◆ What is expected: Return only the final portion of the entries: the line with "of the concrete" and every line after it, each one exact.

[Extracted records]
+---+
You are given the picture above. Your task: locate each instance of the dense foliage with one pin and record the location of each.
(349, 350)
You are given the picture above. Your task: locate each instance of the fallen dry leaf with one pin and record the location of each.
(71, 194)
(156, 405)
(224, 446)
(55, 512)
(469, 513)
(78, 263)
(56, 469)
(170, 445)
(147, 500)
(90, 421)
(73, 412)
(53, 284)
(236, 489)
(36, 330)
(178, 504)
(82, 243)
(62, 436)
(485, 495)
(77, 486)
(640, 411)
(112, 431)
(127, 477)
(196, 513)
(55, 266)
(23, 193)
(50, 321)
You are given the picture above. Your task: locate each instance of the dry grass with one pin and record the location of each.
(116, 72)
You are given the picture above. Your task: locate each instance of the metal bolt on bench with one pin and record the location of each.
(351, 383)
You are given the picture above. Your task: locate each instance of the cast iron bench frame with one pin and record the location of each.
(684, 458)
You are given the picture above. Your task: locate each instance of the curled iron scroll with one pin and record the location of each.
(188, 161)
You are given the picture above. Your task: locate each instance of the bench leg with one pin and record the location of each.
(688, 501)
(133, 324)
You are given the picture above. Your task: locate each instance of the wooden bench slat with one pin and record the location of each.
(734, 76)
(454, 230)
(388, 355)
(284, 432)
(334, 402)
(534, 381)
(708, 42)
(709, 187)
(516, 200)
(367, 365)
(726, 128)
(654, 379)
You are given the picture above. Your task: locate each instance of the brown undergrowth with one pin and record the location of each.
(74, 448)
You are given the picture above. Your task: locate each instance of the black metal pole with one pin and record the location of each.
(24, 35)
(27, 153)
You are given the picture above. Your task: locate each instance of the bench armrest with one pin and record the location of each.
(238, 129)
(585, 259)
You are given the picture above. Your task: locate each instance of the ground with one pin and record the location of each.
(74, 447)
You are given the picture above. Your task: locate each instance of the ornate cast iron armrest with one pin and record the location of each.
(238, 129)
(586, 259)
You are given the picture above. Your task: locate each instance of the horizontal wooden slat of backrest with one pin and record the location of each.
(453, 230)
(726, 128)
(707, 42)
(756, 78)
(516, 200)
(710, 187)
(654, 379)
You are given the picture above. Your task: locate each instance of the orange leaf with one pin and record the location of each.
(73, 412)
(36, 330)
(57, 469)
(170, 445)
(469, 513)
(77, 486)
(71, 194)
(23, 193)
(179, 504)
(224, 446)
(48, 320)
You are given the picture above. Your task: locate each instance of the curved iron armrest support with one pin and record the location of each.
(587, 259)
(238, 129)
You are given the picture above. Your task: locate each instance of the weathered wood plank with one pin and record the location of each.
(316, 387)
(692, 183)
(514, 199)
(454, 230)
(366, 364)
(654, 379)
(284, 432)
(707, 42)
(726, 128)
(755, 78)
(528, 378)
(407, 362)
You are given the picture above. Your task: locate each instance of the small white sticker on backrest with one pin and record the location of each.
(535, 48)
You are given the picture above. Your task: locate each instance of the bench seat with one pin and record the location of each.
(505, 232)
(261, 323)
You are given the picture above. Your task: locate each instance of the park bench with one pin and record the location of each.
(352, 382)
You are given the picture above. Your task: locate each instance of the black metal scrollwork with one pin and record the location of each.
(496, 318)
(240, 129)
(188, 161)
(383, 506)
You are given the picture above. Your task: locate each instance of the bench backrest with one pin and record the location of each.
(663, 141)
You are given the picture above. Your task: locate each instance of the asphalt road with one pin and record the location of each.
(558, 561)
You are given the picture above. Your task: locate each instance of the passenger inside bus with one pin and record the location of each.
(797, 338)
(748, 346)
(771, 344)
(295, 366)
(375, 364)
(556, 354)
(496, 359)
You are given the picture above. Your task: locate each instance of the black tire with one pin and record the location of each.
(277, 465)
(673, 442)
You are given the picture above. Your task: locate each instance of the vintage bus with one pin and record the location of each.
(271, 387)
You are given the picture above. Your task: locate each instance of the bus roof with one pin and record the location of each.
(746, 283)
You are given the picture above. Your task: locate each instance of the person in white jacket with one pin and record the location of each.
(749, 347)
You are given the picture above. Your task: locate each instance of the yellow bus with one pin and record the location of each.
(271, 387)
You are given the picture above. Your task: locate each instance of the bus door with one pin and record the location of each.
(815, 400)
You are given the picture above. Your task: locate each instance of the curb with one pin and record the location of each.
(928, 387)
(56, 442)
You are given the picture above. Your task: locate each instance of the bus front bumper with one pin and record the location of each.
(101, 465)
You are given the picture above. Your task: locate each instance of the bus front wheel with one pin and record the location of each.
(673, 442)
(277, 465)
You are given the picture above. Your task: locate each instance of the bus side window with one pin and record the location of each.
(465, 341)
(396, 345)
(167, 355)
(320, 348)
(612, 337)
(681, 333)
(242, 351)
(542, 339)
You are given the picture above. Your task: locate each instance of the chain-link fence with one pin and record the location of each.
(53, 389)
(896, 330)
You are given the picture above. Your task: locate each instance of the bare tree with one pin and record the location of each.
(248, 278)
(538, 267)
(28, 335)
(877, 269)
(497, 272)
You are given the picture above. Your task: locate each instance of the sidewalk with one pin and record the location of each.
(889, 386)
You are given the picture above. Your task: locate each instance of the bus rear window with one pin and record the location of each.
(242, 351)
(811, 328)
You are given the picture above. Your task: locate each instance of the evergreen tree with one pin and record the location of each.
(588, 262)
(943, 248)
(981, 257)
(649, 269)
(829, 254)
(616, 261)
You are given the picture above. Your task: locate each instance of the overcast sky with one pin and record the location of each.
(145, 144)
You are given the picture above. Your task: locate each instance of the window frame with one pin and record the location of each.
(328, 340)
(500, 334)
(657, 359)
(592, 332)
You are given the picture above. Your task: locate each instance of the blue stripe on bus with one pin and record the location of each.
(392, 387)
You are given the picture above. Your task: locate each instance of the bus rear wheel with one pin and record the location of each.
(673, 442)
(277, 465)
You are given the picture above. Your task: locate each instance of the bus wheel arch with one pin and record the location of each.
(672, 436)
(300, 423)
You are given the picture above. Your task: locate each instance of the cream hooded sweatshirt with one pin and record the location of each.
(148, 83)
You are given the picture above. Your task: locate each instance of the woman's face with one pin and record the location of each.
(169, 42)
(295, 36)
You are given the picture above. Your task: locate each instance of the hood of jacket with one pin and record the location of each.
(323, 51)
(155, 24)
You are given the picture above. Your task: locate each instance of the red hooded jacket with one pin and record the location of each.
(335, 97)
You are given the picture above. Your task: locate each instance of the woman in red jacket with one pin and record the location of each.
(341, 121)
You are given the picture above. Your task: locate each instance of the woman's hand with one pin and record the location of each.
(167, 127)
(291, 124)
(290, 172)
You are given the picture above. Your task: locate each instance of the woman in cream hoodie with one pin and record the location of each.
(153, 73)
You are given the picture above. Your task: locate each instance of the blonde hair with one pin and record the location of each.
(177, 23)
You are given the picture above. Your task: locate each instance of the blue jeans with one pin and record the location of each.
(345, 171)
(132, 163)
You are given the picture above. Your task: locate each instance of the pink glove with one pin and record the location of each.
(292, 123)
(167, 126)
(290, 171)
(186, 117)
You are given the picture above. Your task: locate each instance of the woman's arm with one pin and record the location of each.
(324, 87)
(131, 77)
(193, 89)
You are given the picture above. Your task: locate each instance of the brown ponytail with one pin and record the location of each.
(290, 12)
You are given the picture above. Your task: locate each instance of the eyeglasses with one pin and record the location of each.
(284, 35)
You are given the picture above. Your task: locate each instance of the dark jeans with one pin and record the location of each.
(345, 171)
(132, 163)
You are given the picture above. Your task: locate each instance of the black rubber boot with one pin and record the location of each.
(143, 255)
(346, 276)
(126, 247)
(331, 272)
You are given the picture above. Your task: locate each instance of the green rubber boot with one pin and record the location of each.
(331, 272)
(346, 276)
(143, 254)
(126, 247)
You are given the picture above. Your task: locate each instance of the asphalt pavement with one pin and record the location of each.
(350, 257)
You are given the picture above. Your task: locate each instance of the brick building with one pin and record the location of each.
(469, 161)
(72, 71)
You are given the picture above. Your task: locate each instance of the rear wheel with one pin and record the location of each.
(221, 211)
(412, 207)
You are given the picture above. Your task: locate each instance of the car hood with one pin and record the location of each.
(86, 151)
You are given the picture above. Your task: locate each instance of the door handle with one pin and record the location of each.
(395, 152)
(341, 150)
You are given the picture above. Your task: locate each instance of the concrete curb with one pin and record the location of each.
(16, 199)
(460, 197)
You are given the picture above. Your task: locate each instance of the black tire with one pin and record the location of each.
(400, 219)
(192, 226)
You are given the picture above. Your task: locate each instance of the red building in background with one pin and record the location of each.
+---+
◆ Answer for the task:
You are given the picture above. Your task: locate each instance of the concrete curb with one pin and record the location of each.
(16, 199)
(460, 197)
You are given the picture above. Your task: locate each instance of the black tire with one pin and record the location of each.
(400, 219)
(192, 226)
You are given the picture above. Your task: locate each instance of the red building in background with one pin and record the location of each.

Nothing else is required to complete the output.